### [AIM]
Count the lines in the entries below that contain the word "cactus", and reply with only that number.

┌─ EXERCISE MATERIAL

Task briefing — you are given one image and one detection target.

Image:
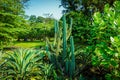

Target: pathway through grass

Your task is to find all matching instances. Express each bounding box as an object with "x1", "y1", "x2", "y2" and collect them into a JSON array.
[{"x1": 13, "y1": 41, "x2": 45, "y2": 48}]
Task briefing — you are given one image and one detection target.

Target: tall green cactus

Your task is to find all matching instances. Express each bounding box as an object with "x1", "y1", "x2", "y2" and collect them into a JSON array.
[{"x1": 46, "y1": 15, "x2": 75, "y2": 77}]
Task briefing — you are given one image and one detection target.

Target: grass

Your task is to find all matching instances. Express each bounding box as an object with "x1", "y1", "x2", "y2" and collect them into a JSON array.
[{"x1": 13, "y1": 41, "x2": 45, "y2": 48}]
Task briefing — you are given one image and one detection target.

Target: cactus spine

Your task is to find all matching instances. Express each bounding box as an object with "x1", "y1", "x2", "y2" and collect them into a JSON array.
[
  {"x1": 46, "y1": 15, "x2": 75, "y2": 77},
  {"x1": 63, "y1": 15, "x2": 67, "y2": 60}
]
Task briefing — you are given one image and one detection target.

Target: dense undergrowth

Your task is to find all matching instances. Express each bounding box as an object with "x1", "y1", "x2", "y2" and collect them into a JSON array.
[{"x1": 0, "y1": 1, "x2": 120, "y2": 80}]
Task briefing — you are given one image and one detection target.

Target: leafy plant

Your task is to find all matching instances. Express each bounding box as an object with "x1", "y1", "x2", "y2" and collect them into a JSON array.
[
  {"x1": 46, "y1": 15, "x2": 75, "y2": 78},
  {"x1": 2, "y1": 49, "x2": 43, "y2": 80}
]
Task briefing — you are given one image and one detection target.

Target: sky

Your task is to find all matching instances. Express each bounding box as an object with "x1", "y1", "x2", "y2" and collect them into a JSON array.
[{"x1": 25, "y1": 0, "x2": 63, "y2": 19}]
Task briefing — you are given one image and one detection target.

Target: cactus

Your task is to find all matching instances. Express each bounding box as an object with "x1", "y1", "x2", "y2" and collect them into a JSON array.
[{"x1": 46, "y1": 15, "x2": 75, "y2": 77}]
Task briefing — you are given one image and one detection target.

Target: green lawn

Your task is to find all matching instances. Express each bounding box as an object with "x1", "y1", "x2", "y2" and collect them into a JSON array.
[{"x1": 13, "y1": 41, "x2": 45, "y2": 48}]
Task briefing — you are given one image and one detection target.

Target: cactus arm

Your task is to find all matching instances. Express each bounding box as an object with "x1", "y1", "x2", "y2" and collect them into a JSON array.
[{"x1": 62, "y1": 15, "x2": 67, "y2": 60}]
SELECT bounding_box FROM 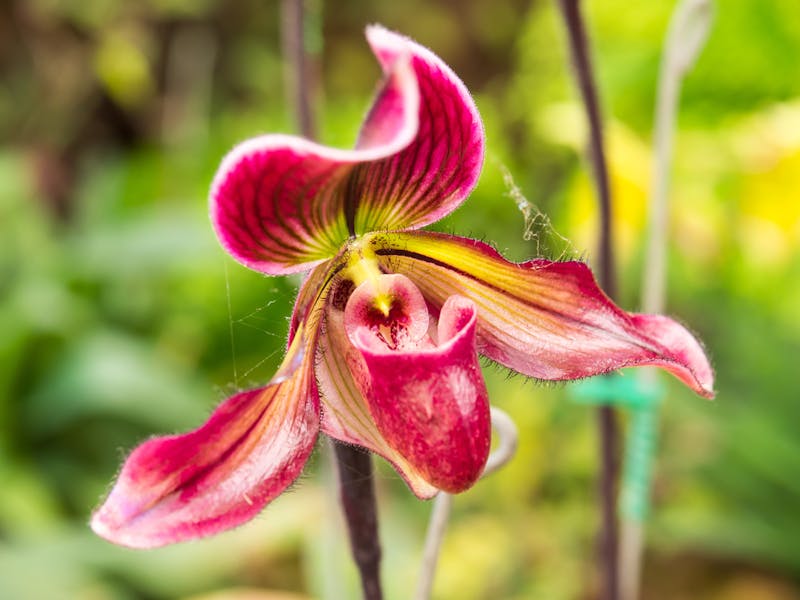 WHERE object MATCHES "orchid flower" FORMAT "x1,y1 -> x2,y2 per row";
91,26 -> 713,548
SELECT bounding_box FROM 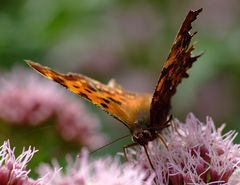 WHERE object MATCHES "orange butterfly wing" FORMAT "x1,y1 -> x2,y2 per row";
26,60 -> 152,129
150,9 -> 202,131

└─
┌─ EXERCISE MATERIAL

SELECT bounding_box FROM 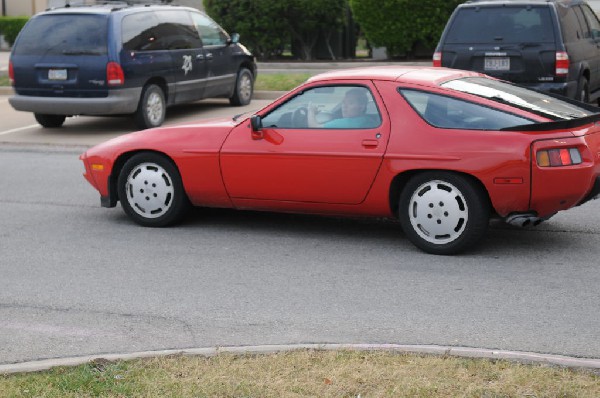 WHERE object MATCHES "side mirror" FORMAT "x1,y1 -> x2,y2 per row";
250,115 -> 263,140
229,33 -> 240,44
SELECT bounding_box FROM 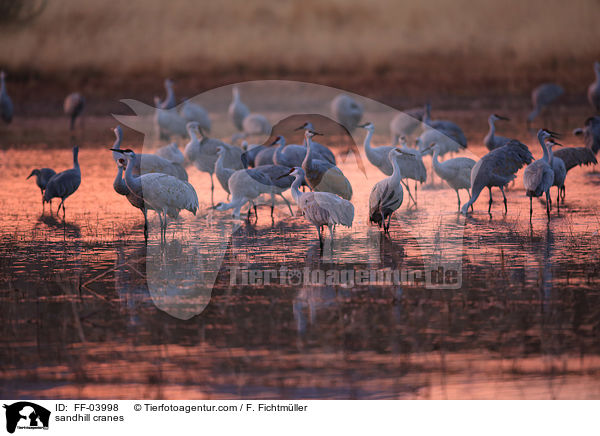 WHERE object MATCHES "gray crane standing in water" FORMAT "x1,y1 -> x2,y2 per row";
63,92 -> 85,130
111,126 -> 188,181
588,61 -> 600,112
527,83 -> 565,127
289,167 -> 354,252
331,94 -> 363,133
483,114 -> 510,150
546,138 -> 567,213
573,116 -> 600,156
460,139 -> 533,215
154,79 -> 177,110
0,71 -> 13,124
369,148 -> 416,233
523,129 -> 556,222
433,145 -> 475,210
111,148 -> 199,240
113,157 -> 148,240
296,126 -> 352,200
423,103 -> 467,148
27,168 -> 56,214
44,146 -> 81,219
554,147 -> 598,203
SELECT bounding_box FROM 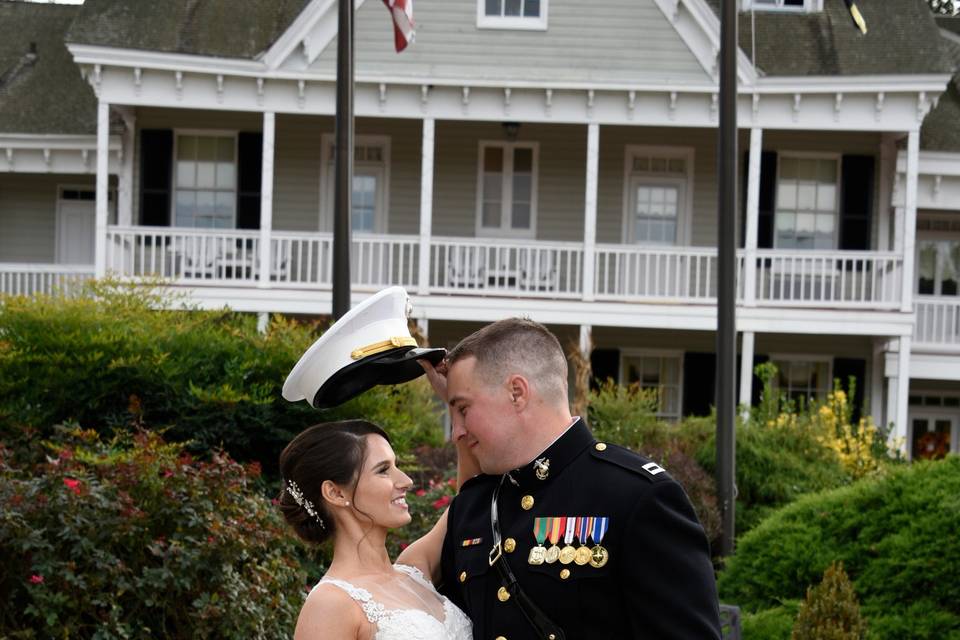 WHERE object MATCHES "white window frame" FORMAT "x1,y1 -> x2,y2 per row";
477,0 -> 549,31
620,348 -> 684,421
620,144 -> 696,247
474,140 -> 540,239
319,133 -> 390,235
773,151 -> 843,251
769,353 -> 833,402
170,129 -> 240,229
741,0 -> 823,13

└─

### [SOLUTION]
4